» RECORDS SHOWN:
──────
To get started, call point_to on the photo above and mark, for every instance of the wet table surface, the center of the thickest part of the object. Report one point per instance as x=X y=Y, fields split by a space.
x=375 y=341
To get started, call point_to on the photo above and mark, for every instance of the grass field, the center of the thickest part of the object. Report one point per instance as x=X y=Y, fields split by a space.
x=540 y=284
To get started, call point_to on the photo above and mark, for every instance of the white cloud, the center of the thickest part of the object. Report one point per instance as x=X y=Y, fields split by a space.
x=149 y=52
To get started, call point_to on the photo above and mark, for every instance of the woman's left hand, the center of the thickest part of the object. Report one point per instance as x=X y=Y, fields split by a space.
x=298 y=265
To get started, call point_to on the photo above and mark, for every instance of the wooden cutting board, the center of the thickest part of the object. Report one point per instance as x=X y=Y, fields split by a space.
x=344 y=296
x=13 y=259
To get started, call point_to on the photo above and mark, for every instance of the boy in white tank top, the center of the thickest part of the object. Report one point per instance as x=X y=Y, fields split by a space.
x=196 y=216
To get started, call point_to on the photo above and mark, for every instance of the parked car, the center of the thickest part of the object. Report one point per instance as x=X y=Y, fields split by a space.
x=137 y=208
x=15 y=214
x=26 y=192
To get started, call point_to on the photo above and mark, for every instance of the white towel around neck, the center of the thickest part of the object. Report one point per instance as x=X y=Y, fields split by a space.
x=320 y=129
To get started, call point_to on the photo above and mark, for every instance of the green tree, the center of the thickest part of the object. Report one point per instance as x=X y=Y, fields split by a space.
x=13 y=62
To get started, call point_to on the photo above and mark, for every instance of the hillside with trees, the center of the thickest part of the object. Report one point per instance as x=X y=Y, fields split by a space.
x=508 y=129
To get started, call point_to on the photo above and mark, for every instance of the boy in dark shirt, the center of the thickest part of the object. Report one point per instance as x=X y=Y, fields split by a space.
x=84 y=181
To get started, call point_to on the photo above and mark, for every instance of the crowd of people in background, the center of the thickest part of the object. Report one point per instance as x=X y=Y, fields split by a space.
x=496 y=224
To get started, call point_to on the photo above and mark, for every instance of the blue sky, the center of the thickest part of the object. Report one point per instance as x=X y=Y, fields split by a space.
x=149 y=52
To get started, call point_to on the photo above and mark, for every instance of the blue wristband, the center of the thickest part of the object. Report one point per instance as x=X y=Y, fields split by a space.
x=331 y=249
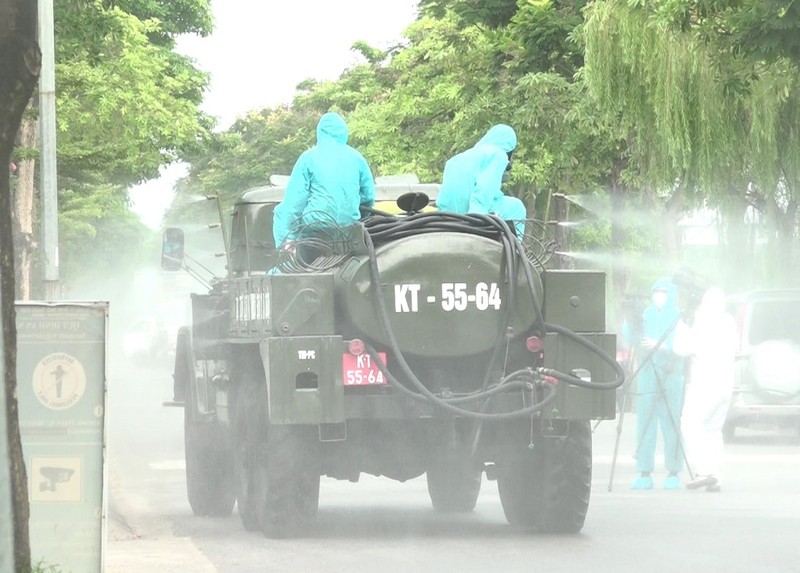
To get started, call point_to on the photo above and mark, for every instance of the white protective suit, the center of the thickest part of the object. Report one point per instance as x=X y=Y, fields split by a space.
x=711 y=345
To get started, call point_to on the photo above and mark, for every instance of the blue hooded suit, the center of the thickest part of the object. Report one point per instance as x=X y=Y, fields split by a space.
x=660 y=386
x=472 y=179
x=327 y=185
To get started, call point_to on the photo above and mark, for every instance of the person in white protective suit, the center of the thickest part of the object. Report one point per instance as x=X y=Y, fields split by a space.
x=710 y=343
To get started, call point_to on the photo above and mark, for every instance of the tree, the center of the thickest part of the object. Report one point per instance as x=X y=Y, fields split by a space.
x=714 y=125
x=20 y=61
x=127 y=104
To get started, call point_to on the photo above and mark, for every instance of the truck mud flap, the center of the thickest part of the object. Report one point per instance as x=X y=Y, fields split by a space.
x=304 y=379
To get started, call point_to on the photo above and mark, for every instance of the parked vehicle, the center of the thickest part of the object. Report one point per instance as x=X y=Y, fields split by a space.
x=767 y=383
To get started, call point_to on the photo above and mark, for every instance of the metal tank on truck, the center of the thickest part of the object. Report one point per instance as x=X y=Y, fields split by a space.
x=413 y=342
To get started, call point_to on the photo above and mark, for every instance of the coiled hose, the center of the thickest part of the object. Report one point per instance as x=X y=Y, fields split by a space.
x=382 y=229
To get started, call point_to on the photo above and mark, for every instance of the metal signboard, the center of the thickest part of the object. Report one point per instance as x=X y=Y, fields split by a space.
x=61 y=386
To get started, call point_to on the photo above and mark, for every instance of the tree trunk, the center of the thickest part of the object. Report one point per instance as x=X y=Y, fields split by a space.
x=620 y=273
x=20 y=61
x=25 y=208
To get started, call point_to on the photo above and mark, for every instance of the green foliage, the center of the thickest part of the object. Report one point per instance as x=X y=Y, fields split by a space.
x=98 y=234
x=125 y=105
x=492 y=13
x=258 y=145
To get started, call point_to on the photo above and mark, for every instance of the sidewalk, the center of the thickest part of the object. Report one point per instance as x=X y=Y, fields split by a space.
x=147 y=546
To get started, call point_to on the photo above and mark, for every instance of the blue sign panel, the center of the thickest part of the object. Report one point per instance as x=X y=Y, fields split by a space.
x=61 y=378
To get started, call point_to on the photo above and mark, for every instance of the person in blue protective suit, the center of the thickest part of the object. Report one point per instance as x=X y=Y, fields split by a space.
x=472 y=179
x=328 y=184
x=660 y=388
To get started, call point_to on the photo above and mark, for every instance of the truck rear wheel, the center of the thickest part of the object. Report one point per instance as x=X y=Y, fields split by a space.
x=454 y=485
x=286 y=479
x=548 y=487
x=209 y=466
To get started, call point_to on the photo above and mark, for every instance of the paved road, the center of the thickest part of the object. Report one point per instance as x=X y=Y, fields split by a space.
x=381 y=525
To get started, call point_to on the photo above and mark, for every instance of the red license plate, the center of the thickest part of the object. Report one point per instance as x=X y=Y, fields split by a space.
x=362 y=370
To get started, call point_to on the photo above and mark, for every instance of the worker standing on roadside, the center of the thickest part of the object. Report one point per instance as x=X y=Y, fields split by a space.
x=660 y=389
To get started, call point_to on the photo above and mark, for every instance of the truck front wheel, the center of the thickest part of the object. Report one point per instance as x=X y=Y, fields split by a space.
x=286 y=479
x=209 y=475
x=548 y=487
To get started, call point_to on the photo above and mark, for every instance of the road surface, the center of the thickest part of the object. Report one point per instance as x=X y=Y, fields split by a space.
x=385 y=526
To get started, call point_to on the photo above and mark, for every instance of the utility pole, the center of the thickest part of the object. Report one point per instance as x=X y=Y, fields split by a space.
x=47 y=149
x=6 y=500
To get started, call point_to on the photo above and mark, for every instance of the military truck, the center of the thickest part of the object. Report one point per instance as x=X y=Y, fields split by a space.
x=413 y=342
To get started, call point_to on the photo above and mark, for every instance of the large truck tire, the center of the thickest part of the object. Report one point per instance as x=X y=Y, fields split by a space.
x=548 y=488
x=286 y=479
x=454 y=485
x=209 y=467
x=209 y=461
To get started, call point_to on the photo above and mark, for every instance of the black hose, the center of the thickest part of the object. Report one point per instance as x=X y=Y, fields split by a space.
x=592 y=347
x=386 y=230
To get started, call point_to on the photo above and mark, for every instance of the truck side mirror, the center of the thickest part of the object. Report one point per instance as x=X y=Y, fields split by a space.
x=172 y=249
x=413 y=202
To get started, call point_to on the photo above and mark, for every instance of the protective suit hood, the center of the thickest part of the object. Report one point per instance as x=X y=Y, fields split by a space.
x=331 y=127
x=502 y=136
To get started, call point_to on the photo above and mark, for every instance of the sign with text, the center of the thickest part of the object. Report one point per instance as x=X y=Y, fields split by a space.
x=61 y=378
──────
Give the listing, starting with the line with "of the woman's" and going on through the line with "x=320 y=129", as a two-column CSV with columns input and output. Use one row for each text and its answer, and put each in a single quoted field with line breaks turned into spaces.

» SOLUTION:
input,output
"To get started, call point_to on the photo above and mark, for every instance of the woman's left hand, the center of the thickest part of the object. Report one point per instance as x=X y=Y, fields split by a space.","x=298 y=265"
"To get started, call point_to on the photo above and mark, for every instance of the wooden cutting board, the center of the thickest part of the object. Report one point per instance as x=X y=Y, fields split by a space.","x=344 y=296 x=13 y=259"
"To get started, call point_to on the photo above and mark, for every instance of the boy in white tank top, the center of the thickest part of the object. Report one point per instance as x=X y=Y, fields split by a space.","x=196 y=216"
"To get started, call point_to on the photo above and mark, for every instance of the parked car, the center of the thickest part of the object. Report one point per instance as x=X y=Y, fields split by a space.","x=137 y=208 x=15 y=214 x=26 y=192"
"To get started, call point_to on the photo above and mark, for every instance of the white towel around neck, the center of the thickest part of the object. Report one point per instance as x=X y=Y, fields split by a space.","x=320 y=129"